In the plaintiffs’ opening arguments Monday, attorney Monica Connell said LaPierre drew millions of dollars away from the NRA to spend on “lavish perks” for himself, including personal use of private jets, expensive meals, travel consultants, private security and trips to the Bahamas for him and his family.

LaPierre, 74, has led the NRA for more than 30 years as the organization’s executive vice president. He announced Friday that he would resign from the group at the end of the month.

The other defendants, including the NRA itself, violated nonprofit laws and internal policies as they enriched themselves, the lawsuit alleges, saying it contributed to the NRA’s loss of more than $64 million in three years.

They are Wilson “Woody” Phillips, a former NRA treasurer and chief financial officer, and John Frazer, corporate secretary and general counsel.

On Tuesday, an attorney for each individual defendant and a separate one for the NRA took turns addressing the 12-member jury.

LaPierre’s attorney, P. Kent Correll, urged the jurors to set aside any misconceptions that they may have about the longtime NRA chief and said the plaintiffs want to “paint him as a person that’s not him.”

----

■ WRITTEN TASKS
[1] According to the passage on the NRA lawsuit, how long has LaPierre led the NRA?
[2] Write out the part of the passage on the NRA lawsuit starting at "LaPierre, 74, has" and ending at "the 12-member jury.".

----

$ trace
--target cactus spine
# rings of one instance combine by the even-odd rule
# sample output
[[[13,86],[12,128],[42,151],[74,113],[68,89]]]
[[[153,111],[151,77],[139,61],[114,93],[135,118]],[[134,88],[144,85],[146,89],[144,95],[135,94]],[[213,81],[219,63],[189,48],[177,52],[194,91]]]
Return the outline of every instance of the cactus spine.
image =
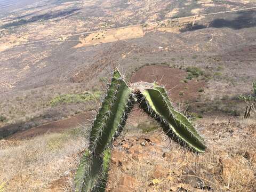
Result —
[[[76,191],[104,191],[110,157],[109,145],[123,129],[135,102],[131,89],[117,70],[96,116],[75,177]]]
[[[203,138],[188,119],[174,109],[163,87],[155,85],[142,90],[139,100],[143,110],[161,124],[169,138],[194,151],[204,152]]]
[[[171,103],[164,87],[156,84],[135,83],[130,86],[117,69],[94,119],[89,150],[78,165],[76,191],[104,191],[110,158],[110,145],[123,131],[137,104],[159,122],[165,134],[181,146],[204,153],[206,147],[192,124]]]

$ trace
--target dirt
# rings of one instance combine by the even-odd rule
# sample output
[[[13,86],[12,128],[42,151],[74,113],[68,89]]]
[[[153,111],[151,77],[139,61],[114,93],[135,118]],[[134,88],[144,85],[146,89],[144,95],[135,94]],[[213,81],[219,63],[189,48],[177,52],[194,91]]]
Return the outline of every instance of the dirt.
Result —
[[[87,125],[93,116],[92,111],[83,113],[70,118],[50,122],[25,131],[19,132],[6,139],[11,140],[29,139],[45,133],[62,132],[81,126],[81,125]]]
[[[204,89],[206,83],[204,81],[198,80],[196,78],[187,80],[187,75],[188,73],[185,70],[179,68],[152,65],[139,69],[131,76],[131,82],[156,82],[160,85],[165,86],[173,102],[195,102],[200,97],[199,90]],[[187,83],[183,82],[186,79]]]
[[[115,143],[107,191],[242,191],[246,188],[253,191],[256,164],[244,155],[248,147],[255,147],[247,145],[253,139],[246,136],[255,124],[231,121],[201,126],[208,149],[198,156],[170,144],[160,131],[126,134]],[[132,186],[129,184],[131,182]]]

----

■ EXERCISE RESPONSES
[1] More than 30 years.

[2]
LaPierre, 74, has led the NRA for more than 30 years as the organization’s executive vice president. He announced Friday that he would resign from the group at the end of the month.

The other defendants, including the NRA itself, violated nonprofit laws and internal policies as they enriched themselves, the lawsuit alleges, saying it contributed to the NRA’s loss of more than $64 million in three years.

They are Wilson “Woody” Phillips, a former NRA treasurer and chief financial officer, and John Frazer, corporate secretary and general counsel.

On Tuesday, an attorney for each individual defendant and a separate one for the NRA took turns addressing the 12-member jury.